Retype the entries below word for word, leaving out every picture.

☆ ☆ ☆ ☆

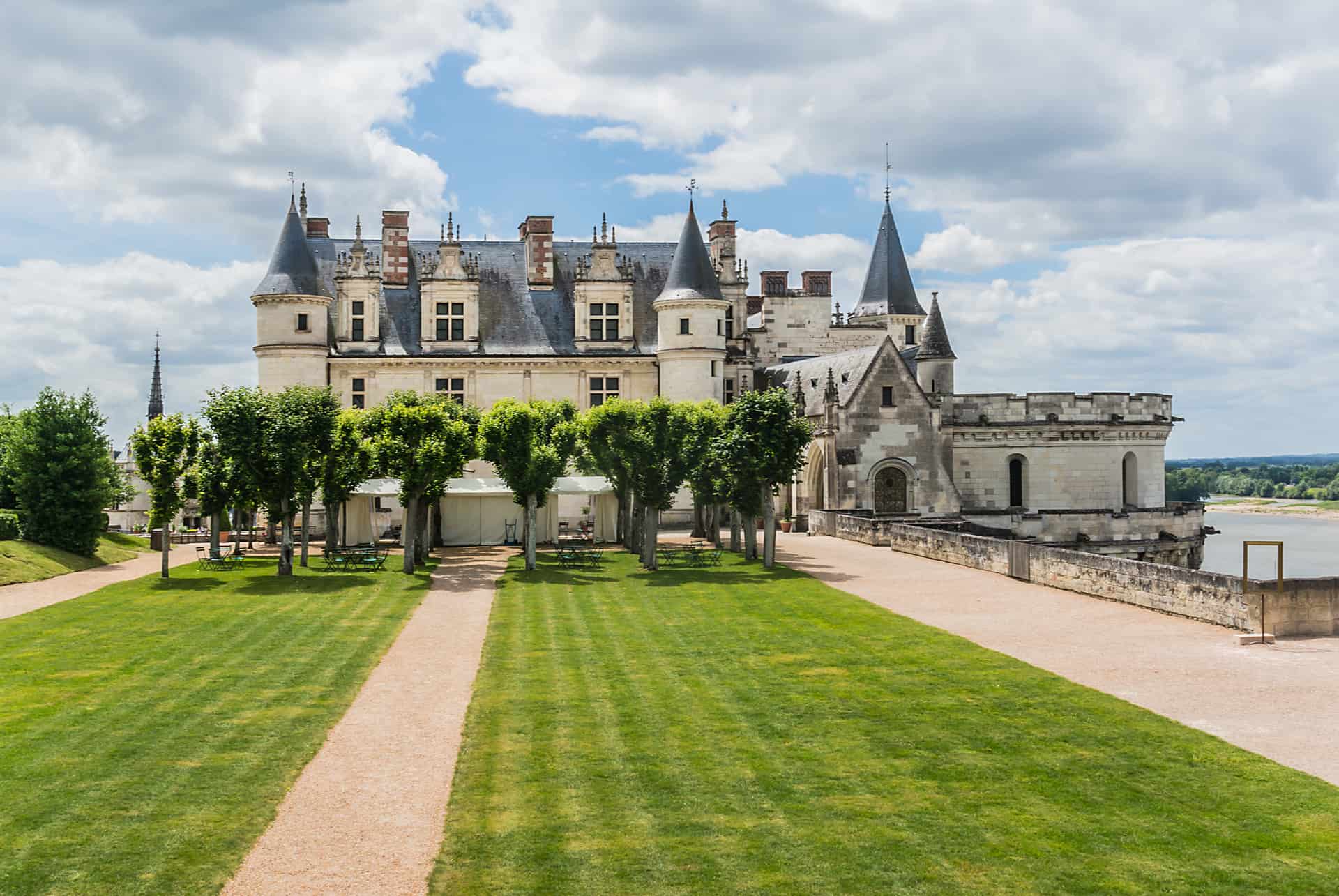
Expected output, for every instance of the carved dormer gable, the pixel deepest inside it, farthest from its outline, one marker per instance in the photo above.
(603, 294)
(449, 296)
(358, 289)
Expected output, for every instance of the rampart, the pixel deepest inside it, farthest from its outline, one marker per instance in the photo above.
(1059, 407)
(1303, 607)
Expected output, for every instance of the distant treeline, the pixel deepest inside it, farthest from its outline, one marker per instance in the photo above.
(1307, 478)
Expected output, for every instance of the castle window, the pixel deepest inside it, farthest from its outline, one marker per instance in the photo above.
(602, 388)
(356, 319)
(453, 386)
(604, 321)
(451, 321)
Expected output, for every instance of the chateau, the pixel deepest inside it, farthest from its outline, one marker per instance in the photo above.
(532, 318)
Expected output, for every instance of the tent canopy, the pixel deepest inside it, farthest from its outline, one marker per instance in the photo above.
(483, 487)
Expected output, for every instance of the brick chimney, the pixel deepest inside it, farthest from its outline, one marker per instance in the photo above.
(817, 283)
(395, 248)
(537, 235)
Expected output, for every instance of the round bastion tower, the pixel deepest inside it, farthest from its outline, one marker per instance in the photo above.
(292, 314)
(691, 319)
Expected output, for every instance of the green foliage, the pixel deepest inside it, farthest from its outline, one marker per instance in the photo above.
(164, 449)
(59, 468)
(529, 443)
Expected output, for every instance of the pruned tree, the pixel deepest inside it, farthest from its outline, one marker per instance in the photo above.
(59, 472)
(604, 439)
(660, 455)
(273, 437)
(762, 448)
(165, 449)
(346, 466)
(529, 443)
(422, 443)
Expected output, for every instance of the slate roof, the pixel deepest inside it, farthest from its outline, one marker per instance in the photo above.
(515, 321)
(848, 369)
(691, 273)
(935, 339)
(888, 287)
(292, 270)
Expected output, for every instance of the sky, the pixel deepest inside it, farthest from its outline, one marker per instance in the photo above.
(1112, 197)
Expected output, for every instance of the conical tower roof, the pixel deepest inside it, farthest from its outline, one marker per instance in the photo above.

☆ ☆ ☆ ☆

*RESPONSE BELOW:*
Expected output, for every instance of the carved dormer gable, the pixel deepest inside it, farthest from its outline, one marker per instance in the photo above.
(603, 294)
(449, 296)
(358, 289)
Expected output, for every instance of the rampart, the pixel deepest inside it, farthest from its outline, one marker per instance in the photo above.
(1059, 407)
(1303, 607)
Expected output, for every instance of the distant treeline, the pixel deepest inside it, farthest from its outline, one marker per instance in the photo above.
(1307, 478)
Expected output, for every instance of the castle window, the pixel deepest inside it, farthest from its outline, one marker per instance in the photo above.
(602, 388)
(356, 319)
(453, 386)
(604, 321)
(451, 321)
Expected output, for every instance of the chateau, the pixel deepest inside it, farthest from its outline, one marker per instance in the photo above.
(532, 318)
Expected output, for every instance of the tent canopy, the pixel deepest inside it, farthest from its outline, one marker per instance in the photo above.
(483, 487)
Expected output, for every instance of the brick chimney, the pixel deepest inside it, farthest from its outline, one marker per instance in the photo above.
(817, 283)
(395, 248)
(537, 235)
Expected output, for every instance of the round bastion tower, the pixel deepest inside it, farthest from its outline, one marker per instance in the photo above.
(292, 314)
(691, 319)
Expected output, for every instance of the green foliage, the pixel deepest inside it, farthest from its outline, one marker per instance in the photo above.
(164, 449)
(59, 468)
(529, 443)
Expected output, for every instance of the pruned tree, the pixel deepest inside it, farthest from its outline, one marker per instance in the photo above.
(59, 472)
(604, 439)
(660, 455)
(273, 437)
(762, 448)
(165, 449)
(346, 466)
(529, 443)
(422, 443)
Expected output, for every instance of the slate roof, the pixel deepest inside it, farthest from its outline, one marker per instance in the photo above.
(515, 321)
(848, 369)
(691, 273)
(935, 339)
(888, 287)
(292, 270)
Expected output, for every instance of the sky, the pixel deepest inside it, farthest from its outline, one marker per instance in the photo above.
(1112, 197)
Expected output, for every instance of the conical tower roof, the pixel deepest inside it, farthest from its outline, one marker per instance in the photo above.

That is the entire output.